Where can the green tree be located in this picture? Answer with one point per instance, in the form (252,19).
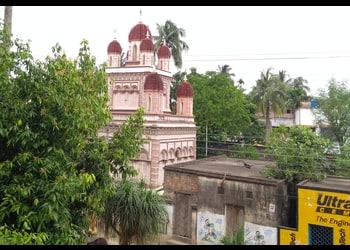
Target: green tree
(269,95)
(225,69)
(136,213)
(297,93)
(172,36)
(298,153)
(54,168)
(341,165)
(221,110)
(333,111)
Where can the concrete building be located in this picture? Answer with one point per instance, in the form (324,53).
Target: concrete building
(213,197)
(144,81)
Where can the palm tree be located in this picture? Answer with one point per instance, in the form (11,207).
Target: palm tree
(171,35)
(269,95)
(137,214)
(8,18)
(298,94)
(225,69)
(8,25)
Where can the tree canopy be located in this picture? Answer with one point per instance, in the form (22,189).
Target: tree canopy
(299,154)
(218,105)
(54,168)
(333,111)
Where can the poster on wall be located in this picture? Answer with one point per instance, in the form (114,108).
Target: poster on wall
(210,228)
(259,235)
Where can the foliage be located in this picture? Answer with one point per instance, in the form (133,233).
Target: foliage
(341,161)
(297,93)
(298,153)
(219,107)
(269,95)
(54,168)
(136,213)
(172,36)
(333,111)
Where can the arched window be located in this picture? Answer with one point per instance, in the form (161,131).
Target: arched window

### What is needed:
Give an exact copy of the lines from the one with "Target: foliage" through the end of the entries, both ends included.

### Task response:
Target: foliage
(341,161)
(297,93)
(298,153)
(219,107)
(269,95)
(54,168)
(136,213)
(172,36)
(333,111)
Where can the arched window be located in this picture? Answer with one point per instance, in the form (161,131).
Target: arched window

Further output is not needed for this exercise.